Important Information and Where to Find it
In connection with the proposed transaction, Magnum Opus will file a preliminary proxy statement and a definitive proxy statement with respect to the shareholders meeting of Magnum Opus to vote on the proposed transaction. Shareholders of Magnum Opus and other interested persons are encouraged to read, when available, the preliminary and definitive proxy statements as well as other documents to be filed with the SEC because these documents will contain important information about Magnum Opus, Forbes and the proposed transaction. The definitive proxy statement will be mailed to shareholders of Magnum Opus as of a record date to be established for voting on the proposed transaction. Once available, shareholders of Magnum Opus will also be able to obtain a copy of the proxy statements and other documents filed with the SEC without charge, by directing a request to: Unit 1009, ICBC Tower, Three Garden Road, Central, Hong Kong. The preliminary and definitive proxy statements, once available, can also be obtained, without charge, at the SEC’s website (www.sec.gov).
Participants in the Solicitation
Magnum Opus and Forbes and their respective directors and executive officers may be considered participants in the solicitation of proxies with respect to the potential transaction described in this communication under the rules of the SEC. Information about the directors and executive officers of Magnum Opus and their ownership is set forth in Magnum Opus’s filings with the SEC, including its final prospectus relating to its initial public offering dated March 23, 2021. Additional information regarding the persons who may, under the rules of the SEC, be deemed participants in the solicitation of the Magnum Opus shareholders in connection with the potential transaction will be set forth in the preliminary and definitive proxy statements when those are filed with the SEC. These documents are available free of charge at the SEC’s website at www.sec.gov or by directing a request to: Unit 1009, ICBC Tower, Three Garden Road, Central, Hong Kong.

» MATERIAL SUPPLIED:
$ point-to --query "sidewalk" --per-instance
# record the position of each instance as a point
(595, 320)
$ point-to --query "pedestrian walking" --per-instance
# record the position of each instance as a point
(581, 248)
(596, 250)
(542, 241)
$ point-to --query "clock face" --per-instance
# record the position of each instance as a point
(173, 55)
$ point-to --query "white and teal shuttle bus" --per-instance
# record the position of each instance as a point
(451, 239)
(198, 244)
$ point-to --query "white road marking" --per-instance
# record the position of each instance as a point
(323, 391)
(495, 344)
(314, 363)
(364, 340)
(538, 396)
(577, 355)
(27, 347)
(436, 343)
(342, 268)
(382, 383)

---

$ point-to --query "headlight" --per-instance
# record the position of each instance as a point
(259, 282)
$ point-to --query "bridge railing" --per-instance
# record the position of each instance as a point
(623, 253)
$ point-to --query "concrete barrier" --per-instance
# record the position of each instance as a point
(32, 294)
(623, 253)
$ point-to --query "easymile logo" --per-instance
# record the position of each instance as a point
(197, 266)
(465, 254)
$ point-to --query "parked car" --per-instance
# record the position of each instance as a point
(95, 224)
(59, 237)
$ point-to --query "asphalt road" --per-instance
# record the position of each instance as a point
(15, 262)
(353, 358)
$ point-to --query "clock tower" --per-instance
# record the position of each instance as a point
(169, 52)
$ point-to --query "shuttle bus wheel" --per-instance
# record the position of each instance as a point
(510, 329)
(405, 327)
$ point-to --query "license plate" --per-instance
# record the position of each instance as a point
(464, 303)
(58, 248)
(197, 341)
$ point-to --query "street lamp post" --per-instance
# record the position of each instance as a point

» ACTIVITIES:
**a)** According to the Magnum Opus notice, what is the date of the final prospectus for Magnum Opus's initial public offering?
**b)** Write the next part of the Magnum Opus notice, starting after its final sentence.
The entries are separate material with no connection to the Magnum Opus notice.

» ANSWERS TO THE PROBLEMS:
**a)** March 23, 2021.

**b)**
No Offer or Solicitation
This communication is not a proxy statement or solicitation of a proxy, consent or authorization with respect to any securities or in respect of the potential transaction and does not constitute an offer to sell or a solicitation of an offer to buy any securities of Magnum Opus or Forbes, nor shall there be any sale of any such securities in any state or jurisdiction in which such offer, solicitation or sale would be unlawful prior to registration or qualification under the securities laws of such state or jurisdiction. No offer of securities shall be made except by means of a prospectus meeting the requirements of the Securities Act.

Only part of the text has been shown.